— START OF Records shown —

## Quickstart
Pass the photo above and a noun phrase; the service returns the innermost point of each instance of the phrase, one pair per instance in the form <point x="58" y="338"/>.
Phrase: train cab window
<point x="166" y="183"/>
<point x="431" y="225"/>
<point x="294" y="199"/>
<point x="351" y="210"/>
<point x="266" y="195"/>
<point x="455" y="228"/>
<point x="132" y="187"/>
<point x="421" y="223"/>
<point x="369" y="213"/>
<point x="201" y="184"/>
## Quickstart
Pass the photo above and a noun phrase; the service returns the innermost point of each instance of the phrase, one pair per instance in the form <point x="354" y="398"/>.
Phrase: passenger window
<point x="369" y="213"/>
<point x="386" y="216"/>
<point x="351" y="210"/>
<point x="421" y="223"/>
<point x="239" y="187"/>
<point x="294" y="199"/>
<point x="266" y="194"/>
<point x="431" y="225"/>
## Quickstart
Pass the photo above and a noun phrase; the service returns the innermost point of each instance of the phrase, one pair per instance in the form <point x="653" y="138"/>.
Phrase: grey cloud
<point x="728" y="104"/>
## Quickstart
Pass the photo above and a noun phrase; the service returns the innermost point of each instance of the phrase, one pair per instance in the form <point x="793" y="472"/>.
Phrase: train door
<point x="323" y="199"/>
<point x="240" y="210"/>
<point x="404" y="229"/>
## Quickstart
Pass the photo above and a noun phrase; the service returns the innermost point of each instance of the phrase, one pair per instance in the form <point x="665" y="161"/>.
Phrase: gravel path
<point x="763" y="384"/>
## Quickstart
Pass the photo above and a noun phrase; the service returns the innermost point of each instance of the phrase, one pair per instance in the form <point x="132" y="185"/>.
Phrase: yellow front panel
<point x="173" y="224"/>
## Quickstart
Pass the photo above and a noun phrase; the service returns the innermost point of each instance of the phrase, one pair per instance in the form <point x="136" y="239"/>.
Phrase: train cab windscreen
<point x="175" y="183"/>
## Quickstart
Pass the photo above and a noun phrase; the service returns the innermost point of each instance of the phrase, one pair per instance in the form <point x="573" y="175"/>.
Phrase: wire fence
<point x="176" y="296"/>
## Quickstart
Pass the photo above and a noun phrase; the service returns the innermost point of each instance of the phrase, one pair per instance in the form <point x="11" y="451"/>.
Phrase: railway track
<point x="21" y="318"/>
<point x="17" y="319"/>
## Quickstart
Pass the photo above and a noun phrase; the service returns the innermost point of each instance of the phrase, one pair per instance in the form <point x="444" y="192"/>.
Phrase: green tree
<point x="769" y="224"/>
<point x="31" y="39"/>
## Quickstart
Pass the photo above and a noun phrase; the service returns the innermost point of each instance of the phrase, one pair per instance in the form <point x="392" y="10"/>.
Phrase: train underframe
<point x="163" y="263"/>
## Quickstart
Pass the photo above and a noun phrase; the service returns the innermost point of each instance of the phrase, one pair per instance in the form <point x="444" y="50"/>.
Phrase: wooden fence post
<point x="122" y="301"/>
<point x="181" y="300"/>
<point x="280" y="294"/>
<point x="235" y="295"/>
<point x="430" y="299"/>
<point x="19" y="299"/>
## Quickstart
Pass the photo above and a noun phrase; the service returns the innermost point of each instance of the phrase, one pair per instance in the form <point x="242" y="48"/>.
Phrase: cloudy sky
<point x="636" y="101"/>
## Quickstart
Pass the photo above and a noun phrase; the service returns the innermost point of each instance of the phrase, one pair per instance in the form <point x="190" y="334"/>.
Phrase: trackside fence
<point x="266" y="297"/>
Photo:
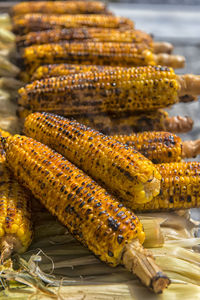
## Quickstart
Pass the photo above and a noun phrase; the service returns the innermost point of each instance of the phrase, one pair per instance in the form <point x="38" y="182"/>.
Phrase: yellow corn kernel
<point x="123" y="170"/>
<point x="119" y="91"/>
<point x="23" y="24"/>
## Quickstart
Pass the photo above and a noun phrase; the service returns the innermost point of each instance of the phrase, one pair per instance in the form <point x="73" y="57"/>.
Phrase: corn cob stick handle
<point x="180" y="188"/>
<point x="162" y="47"/>
<point x="138" y="261"/>
<point x="174" y="61"/>
<point x="78" y="209"/>
<point x="160" y="147"/>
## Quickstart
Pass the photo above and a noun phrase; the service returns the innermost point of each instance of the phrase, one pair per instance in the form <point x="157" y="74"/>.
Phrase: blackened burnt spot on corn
<point x="123" y="170"/>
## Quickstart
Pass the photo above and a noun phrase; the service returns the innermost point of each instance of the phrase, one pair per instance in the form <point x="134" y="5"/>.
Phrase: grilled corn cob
<point x="160" y="146"/>
<point x="127" y="124"/>
<point x="96" y="219"/>
<point x="157" y="120"/>
<point x="93" y="34"/>
<point x="60" y="7"/>
<point x="38" y="22"/>
<point x="118" y="91"/>
<point x="56" y="70"/>
<point x="125" y="172"/>
<point x="3" y="134"/>
<point x="15" y="223"/>
<point x="98" y="53"/>
<point x="180" y="188"/>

— END OF Records shown —

*Description of the task*. Quote the material word for word, dropping any images it holds.

*Solution to this task*.
## Quickstart
Pass the photo above and a noun phrase; the service returns the innermost point of each instance of the phrase, one pair per instance in the form <point x="58" y="338"/>.
Phrase: train cab window
<point x="166" y="183"/>
<point x="431" y="225"/>
<point x="294" y="199"/>
<point x="351" y="210"/>
<point x="266" y="195"/>
<point x="455" y="228"/>
<point x="132" y="187"/>
<point x="421" y="223"/>
<point x="369" y="213"/>
<point x="201" y="184"/>
## Quickstart
Pass the photo above and a noun phrase; the service returns the innermost point of each instance of the phrase, one pair per instance in the form <point x="354" y="398"/>.
Phrase: passenger window
<point x="369" y="213"/>
<point x="386" y="216"/>
<point x="351" y="210"/>
<point x="421" y="223"/>
<point x="239" y="187"/>
<point x="294" y="199"/>
<point x="266" y="194"/>
<point x="431" y="225"/>
## Quickstart
Pass the photo above and a noun phrase; the service returns the innermost point of each instance of the phrase, one pair per instance in the form <point x="653" y="138"/>.
Phrase: grey cloud
<point x="728" y="104"/>
## Quickstart
Pass the photo above and a noun phrase; the service returns the innermost point of each instance of the phrase, one pair per instance in the form <point x="793" y="472"/>.
Phrase: train door
<point x="323" y="199"/>
<point x="240" y="210"/>
<point x="404" y="229"/>
## Quickstart
Pass the photo above and a noun phrase; the service returns the innermost point of each instance of the phrase, one pair per instance in the form <point x="665" y="161"/>.
Phrase: gravel path
<point x="763" y="384"/>
## Quickstart
Pass the photo above and a noun phrase; the service returns the innermost point of each instance of the phrase, one pair per instance in the form <point x="132" y="185"/>.
Phrase: yellow front panel
<point x="173" y="224"/>
## Quickstart
Pass the photo above and a noun phrase; the service returns the innermost point of each instance of the phrase, one pair per instance in the form <point x="136" y="239"/>.
Phrase: train cab windscreen
<point x="175" y="183"/>
## Quickstart
Pass the photo above and a noun phrase; the service returns the innermost point of each instance of the phrase, one pair per instance in the form <point x="573" y="175"/>.
Phrase: wire fence
<point x="176" y="296"/>
## Quickstart
Pass the photo above and a noun phrase; the service returns the innermost point of each instance of the phrase, one pair per instance in the form <point x="11" y="451"/>.
Phrase: railway track
<point x="21" y="318"/>
<point x="17" y="319"/>
## Quickstart
Pass the photo above and a noun phrase; the service returns the innermost point of each instance of the phrase, one pair per instance in the form <point x="444" y="192"/>.
Phrase: green tree
<point x="769" y="224"/>
<point x="31" y="39"/>
## Quickstart
Pass the photo above and a noun phrase; the service returns the innermost point of each instance of the phrase, one pair per instance in the form <point x="392" y="10"/>.
Phrase: train underframe
<point x="163" y="263"/>
## Quickstart
Pass the photo above and a noun phrase; the service returns the innermost point of each instance of the phrase, one pair per instance in the form <point x="444" y="50"/>.
Phrase: wooden fence post
<point x="122" y="301"/>
<point x="181" y="300"/>
<point x="280" y="294"/>
<point x="235" y="295"/>
<point x="430" y="299"/>
<point x="19" y="299"/>
## Quickstart
Pass the photo above and a noun phrase; the service returns the innermost point of each instance of the phrase, one pair per instance in the form <point x="242" y="48"/>.
Phrase: cloudy sky
<point x="636" y="101"/>
## Quickstart
Pass the photo above and a noun phrase; the service returns the innermost point of each instance of the phrase, one pair per instance in the form <point x="190" y="334"/>.
Phrase: trackside fence
<point x="266" y="297"/>
Photo:
## Quickstart
Pass the photo above and a noun phrase; the service returns the innermost point of each instance of the phrase, one pair per instance in the form <point x="38" y="182"/>.
Phrase: yellow corn kernel
<point x="123" y="170"/>
<point x="119" y="91"/>
<point x="23" y="24"/>
## Quickstart
Pass the photo above and a noun phrase; the service returns the innermost point of each instance of the phrase, one pair per instance in the form <point x="73" y="57"/>.
Phrase: corn cob stick handle
<point x="180" y="188"/>
<point x="162" y="47"/>
<point x="138" y="261"/>
<point x="174" y="61"/>
<point x="78" y="209"/>
<point x="160" y="147"/>
## Quickstart
Pass the photo above and a noun phrase; the service returns the innermost point of each instance of the phrase, one pair per instance in the form <point x="157" y="74"/>.
Phrase: blackened burnt spot on corn
<point x="123" y="170"/>
## Quickstart
Pass the photo above and a noun phrase; the service returns the innermost point of each instance of the phrase, one pair per instance in the form <point x="134" y="5"/>.
Phrase: grilled corn cob
<point x="160" y="146"/>
<point x="127" y="124"/>
<point x="96" y="219"/>
<point x="157" y="120"/>
<point x="93" y="34"/>
<point x="60" y="7"/>
<point x="38" y="22"/>
<point x="118" y="91"/>
<point x="56" y="70"/>
<point x="125" y="172"/>
<point x="3" y="134"/>
<point x="15" y="223"/>
<point x="98" y="53"/>
<point x="180" y="188"/>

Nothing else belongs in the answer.